REQUIRED WORK: Please reproduce, word for word, everything from "First problem with" down to "over the Huskies." in the article below on President Obama's NCAA tournament picks.

--- Start EXTRACTED TEXT ---

No one person is more is excited about maddening arrival of college basketball’s annual March 65-team tournament more than our very own President—Barack Obama.

We all know about President Obama's love of basketball and college sports.

He impressed his brother-in-law, Oregon State head coach Greg Robinson, with his playground ball skills before courting the First Lady. Obama plans to rid the White House of its single old white man's bowling lane, which was built under the north drive and during President Dick Nixon's term, in favor of a basketball court.

And we all know about his obsession with revamping the college football Bowl Championship Series to allow for a playoff—well now the two are finally dancing with the selection committee that chose them.

Today, ESPN's Bracketologist Andy Katz sat down with Obama to talk college hoops and all the President's Final Four and tourney picks.

Whether Obama settles for one integrity sheet or if he's filled out multiple brackets, there's sure to be some debate over who the leader of the free world thinks will win the 2009 NCAA Tournament.

Judging from the ESPN story, President Obama usually fills out multiple brackets, but he's so busy trying to fix the U.S. economy he barely finds any free time to watch SportsCenter, let alone four full days of non-stop mesmerizing college basketball highlights.

Why should President Obama be worried about frivolous matters, such as if Ty Lawson's toe hampers the UNC Tar Heels' run, if a snubbed Jon Callapari team in Memphis can prove all the naysayers wrong, and if the black-and-white striped zebras' calls, or no-calls, impact on the physical Big East teams like UConn, Syracuse, Louisville, and Pitt negatively, when he has much more important matters at hand?

Who cares? This is March Madness, and this is not political column, so no political jargon.

First problem with President Obama's picks: His second guessing. Second problem, he's lack of Cinderella sleeper picks, or upsets in general.

Question marks surround both his Elite Eight games in the Midwest and West regions.

Granted, the games tipoff at High Noon Thursday so he still has time. But no American wants to see their President be this indecisive about a basketball game, especially sports fans. Voters expect the President to show decisiveness in the more pressing issues that impact more American lives than who wins a basketball game or an Oval Office pool.

Okay...Now, no more political jive.


Final Four

No. 1 Louisville vs. No. 2 Michigan St. and No. 1 UConn  vs. No. 2 Memphis are those games President Obama worries about busting his bracket.

He's got the No. 1 Cardinals prevailing over the Spartans, but opts for the No. 2 Tigers over the Huskies.

Interesting way to go there, given the rest of his bracket seems to favor the Big East.

Then, Obama backs-out of an all Big East final when he switches his Pitt pick over UNC. In the Championship game, Obama first picks Louisville, but then selects UNC to win the whole shebang.   


West Region

Yes! UConn, but not all the way to the Final Four.

Only one upset pick, with No. 10 Maryland over No. 7 California.

--- End EXTRACTED TEXT ---
--- Start SUPPLIED RECORDS ---

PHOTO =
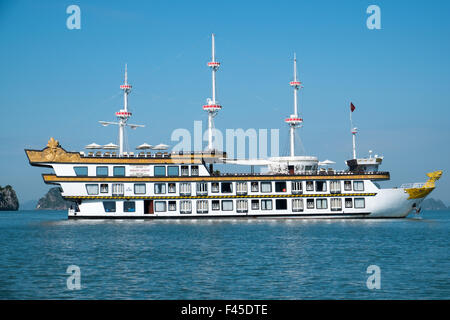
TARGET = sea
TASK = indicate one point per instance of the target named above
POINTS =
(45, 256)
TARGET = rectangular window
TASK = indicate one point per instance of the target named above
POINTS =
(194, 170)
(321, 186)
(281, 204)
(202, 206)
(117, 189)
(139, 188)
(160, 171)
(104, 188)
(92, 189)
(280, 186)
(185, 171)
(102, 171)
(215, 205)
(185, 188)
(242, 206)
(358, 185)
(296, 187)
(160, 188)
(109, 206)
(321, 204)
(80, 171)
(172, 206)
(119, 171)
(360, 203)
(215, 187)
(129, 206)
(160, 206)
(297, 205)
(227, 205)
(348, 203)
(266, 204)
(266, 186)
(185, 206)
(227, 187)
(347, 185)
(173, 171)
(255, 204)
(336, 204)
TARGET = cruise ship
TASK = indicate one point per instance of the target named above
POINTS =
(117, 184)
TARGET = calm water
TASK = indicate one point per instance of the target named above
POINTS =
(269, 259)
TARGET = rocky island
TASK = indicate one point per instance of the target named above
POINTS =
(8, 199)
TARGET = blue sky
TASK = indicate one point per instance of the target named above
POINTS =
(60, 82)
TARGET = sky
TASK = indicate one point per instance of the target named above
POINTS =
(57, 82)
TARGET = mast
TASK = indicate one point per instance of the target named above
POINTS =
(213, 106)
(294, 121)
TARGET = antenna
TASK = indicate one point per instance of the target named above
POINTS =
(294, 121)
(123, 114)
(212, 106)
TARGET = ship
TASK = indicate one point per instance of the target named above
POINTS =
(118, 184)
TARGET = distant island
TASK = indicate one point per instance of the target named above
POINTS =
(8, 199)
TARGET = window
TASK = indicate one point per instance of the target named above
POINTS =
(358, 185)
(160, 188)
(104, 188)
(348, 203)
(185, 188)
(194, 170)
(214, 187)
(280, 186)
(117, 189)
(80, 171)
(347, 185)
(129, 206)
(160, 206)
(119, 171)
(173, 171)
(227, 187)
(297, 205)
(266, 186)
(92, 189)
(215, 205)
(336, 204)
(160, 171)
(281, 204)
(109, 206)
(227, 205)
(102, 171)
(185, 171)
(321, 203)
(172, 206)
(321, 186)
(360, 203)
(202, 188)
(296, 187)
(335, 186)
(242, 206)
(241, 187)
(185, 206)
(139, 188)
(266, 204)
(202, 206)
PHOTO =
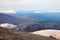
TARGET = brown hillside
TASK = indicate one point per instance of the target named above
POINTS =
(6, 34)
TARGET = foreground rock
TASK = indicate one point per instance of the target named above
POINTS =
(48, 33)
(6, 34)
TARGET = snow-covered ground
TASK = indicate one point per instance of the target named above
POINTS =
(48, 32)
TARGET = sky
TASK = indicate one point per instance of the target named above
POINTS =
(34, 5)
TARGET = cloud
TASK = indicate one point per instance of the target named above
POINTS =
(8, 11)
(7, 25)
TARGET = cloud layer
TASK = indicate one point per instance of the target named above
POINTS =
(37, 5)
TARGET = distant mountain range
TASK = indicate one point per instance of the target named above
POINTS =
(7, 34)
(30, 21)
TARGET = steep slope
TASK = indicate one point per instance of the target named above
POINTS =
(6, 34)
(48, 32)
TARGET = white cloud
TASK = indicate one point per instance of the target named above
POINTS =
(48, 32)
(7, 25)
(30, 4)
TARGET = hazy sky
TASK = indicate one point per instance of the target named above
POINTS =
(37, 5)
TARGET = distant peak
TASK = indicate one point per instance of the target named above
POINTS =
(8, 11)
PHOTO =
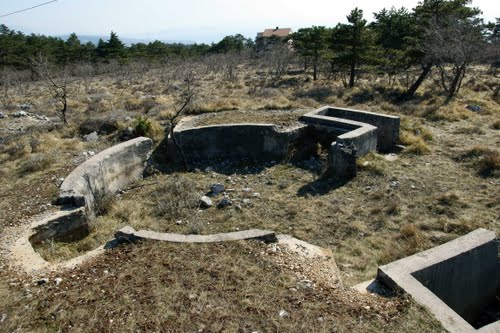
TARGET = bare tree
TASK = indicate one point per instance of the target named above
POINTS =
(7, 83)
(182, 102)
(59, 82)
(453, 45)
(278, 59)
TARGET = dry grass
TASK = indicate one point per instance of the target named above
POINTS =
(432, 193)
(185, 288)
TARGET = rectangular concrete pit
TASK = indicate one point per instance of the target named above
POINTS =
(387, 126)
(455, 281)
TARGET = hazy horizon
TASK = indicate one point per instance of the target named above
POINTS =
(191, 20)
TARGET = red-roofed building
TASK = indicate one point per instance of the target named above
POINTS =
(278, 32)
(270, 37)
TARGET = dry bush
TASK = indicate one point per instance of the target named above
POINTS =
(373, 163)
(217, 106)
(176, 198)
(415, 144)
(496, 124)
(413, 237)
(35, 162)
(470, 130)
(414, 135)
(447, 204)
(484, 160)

--- End SUPPLIED RECORDS ---

WRITTEN RESPONSE:
First problem with President Obama's picks: His second guessing. Second problem, he's lack of Cinderella sleeper picks, or upsets in general.

Question marks surround both his Elite Eight games in the Midwest and West regions.

Granted, the games tipoff at High Noon Thursday so he still has time. But no American wants to see their President be this indecisive about a basketball game, especially sports fans. Voters expect the President to show decisiveness in the more pressing issues that impact more American lives than who wins a basketball game or an Oval Office pool.

Okay...Now, no more political jive.


Final Four

No. 1 Louisville vs. No. 2 Michigan St. and No. 1 UConn  vs. No. 2 Memphis are those games President Obama worries about busting his bracket.

He's got the No. 1 Cardinals prevailing over the Spartans, but opts for the No. 2 Tigers over the Huskies.